Start of Data to examine

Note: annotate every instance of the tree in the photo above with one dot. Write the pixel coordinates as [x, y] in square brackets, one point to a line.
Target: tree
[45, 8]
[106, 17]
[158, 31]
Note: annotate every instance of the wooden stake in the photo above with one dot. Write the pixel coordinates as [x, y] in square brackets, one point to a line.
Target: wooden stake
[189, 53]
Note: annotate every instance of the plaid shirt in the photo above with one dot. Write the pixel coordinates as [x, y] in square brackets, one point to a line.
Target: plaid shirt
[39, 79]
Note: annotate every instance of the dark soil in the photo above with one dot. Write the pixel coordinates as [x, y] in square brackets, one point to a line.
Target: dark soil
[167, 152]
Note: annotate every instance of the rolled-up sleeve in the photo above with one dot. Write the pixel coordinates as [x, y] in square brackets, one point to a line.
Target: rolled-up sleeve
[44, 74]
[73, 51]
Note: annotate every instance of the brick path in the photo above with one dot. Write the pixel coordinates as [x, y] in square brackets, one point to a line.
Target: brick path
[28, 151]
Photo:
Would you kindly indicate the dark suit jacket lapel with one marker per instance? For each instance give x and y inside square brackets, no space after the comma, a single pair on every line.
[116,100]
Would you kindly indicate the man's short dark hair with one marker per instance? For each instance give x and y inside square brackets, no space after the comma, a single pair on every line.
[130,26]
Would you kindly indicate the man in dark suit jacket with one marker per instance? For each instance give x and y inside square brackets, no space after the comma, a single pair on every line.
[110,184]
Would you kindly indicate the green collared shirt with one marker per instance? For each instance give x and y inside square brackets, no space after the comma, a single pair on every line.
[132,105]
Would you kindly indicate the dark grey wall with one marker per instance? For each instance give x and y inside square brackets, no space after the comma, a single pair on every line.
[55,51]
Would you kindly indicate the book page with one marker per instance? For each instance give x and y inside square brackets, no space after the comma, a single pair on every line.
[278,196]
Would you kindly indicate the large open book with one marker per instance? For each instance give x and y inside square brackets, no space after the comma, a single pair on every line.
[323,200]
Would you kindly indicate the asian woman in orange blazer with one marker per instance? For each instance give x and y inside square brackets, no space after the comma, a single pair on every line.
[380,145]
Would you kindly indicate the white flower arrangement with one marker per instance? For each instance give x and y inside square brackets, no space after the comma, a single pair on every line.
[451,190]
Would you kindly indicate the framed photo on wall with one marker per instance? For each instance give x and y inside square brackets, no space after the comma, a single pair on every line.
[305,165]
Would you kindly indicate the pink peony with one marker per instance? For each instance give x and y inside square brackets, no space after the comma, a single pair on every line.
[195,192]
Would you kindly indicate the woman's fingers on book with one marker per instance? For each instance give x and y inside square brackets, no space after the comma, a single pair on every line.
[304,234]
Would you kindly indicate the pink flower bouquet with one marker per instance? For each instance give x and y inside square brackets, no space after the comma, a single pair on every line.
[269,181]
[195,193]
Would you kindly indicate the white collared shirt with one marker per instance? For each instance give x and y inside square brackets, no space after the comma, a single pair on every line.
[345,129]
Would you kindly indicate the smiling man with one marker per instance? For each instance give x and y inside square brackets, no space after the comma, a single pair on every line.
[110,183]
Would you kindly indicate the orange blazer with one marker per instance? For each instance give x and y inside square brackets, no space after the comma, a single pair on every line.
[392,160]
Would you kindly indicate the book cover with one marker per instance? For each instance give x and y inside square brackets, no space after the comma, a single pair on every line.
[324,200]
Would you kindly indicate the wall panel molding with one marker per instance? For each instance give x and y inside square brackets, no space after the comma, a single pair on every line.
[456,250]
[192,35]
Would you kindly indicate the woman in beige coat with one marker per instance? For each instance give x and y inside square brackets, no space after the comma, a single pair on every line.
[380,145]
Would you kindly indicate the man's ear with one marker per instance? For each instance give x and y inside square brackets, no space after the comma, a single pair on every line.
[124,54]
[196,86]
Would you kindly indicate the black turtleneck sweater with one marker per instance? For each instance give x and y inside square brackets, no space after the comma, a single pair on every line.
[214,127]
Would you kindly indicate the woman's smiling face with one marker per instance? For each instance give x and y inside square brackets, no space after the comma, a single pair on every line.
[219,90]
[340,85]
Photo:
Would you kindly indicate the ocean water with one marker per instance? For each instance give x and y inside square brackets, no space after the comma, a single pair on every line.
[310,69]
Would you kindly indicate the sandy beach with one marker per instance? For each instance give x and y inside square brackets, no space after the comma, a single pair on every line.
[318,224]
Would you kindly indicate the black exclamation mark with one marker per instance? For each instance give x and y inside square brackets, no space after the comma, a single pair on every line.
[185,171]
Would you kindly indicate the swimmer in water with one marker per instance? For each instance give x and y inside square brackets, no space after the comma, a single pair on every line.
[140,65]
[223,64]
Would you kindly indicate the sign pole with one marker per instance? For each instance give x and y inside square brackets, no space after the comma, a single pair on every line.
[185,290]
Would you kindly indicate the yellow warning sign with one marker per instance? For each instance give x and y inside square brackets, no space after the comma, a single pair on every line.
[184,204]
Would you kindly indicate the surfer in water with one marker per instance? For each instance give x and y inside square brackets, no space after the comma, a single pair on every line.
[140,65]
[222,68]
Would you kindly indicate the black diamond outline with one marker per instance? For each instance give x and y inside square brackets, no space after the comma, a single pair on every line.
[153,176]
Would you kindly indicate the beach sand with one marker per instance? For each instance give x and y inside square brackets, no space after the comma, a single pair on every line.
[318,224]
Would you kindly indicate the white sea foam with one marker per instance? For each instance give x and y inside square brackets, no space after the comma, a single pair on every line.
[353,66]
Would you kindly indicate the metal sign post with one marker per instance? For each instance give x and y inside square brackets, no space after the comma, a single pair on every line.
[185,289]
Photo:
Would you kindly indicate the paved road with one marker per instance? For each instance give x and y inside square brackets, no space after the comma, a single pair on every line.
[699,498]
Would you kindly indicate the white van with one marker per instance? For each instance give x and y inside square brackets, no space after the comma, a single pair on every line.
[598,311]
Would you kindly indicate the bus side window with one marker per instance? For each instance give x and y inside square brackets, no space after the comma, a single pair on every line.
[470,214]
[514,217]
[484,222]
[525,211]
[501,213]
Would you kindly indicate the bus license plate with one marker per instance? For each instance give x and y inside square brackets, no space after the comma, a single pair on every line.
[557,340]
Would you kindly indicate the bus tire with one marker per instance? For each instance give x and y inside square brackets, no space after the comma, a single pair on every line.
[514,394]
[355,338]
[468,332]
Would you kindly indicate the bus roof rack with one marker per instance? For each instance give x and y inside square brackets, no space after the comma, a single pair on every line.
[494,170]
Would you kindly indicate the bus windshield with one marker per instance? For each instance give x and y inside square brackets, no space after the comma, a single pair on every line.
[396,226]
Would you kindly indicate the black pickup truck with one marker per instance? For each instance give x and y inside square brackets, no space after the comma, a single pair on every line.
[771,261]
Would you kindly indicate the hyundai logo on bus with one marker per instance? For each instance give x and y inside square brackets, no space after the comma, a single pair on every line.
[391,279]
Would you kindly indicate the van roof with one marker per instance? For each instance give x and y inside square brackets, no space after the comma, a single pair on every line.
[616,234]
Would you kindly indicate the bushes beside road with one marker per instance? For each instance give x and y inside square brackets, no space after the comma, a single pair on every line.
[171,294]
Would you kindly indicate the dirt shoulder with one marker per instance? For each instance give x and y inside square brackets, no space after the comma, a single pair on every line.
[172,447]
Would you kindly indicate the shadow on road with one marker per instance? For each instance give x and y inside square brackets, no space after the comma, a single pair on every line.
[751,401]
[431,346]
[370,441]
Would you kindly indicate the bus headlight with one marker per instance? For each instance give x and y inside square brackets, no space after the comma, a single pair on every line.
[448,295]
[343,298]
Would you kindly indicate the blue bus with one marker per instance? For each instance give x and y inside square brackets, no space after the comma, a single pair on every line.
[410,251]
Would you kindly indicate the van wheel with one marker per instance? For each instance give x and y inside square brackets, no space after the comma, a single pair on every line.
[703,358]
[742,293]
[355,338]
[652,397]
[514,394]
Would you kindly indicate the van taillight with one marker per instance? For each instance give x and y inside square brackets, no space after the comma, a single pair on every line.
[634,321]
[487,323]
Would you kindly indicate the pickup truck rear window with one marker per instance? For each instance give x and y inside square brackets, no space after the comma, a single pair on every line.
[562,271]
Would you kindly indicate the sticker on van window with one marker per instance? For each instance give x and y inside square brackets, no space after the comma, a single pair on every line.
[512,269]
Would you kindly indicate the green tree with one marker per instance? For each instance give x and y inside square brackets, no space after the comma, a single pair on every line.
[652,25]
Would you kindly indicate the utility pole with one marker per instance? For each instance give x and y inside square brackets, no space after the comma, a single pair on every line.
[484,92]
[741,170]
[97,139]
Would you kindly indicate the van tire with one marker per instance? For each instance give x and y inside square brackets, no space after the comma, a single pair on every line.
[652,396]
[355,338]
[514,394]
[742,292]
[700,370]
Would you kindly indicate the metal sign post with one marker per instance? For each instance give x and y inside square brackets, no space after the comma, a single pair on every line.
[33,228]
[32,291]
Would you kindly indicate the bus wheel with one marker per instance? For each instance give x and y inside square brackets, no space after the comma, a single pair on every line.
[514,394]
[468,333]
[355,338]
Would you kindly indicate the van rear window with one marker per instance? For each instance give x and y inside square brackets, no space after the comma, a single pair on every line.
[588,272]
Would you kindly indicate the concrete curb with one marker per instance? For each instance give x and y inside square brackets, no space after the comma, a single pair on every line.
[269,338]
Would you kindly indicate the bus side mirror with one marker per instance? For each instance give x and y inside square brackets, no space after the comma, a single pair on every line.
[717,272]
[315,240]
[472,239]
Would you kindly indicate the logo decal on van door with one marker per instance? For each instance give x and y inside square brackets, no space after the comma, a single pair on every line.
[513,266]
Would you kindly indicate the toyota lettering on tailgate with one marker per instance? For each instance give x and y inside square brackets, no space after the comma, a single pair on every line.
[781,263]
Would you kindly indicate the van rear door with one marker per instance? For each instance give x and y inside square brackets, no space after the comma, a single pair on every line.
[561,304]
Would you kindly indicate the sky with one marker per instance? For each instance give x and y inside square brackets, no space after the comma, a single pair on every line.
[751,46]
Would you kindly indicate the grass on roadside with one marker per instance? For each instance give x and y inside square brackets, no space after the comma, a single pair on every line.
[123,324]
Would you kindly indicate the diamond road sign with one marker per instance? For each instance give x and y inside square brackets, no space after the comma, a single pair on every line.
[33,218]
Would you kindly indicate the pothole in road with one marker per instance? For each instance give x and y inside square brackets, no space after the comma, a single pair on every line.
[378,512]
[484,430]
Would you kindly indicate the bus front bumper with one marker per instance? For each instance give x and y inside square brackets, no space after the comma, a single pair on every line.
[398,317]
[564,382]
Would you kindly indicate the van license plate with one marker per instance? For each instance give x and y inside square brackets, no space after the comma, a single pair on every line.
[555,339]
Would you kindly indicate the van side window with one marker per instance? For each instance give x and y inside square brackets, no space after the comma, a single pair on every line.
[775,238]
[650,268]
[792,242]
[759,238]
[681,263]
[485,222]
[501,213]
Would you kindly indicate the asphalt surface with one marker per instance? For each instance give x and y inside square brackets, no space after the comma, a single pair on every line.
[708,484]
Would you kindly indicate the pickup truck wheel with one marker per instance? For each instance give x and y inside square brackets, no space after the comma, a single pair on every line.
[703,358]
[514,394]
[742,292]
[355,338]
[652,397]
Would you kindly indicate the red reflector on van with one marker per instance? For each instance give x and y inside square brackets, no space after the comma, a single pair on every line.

End of Data to examine

• _What you should do_
Looking through the listing above, state how many of its lines contain the string "pixel". Write only the number.

• _Exercise solution_
6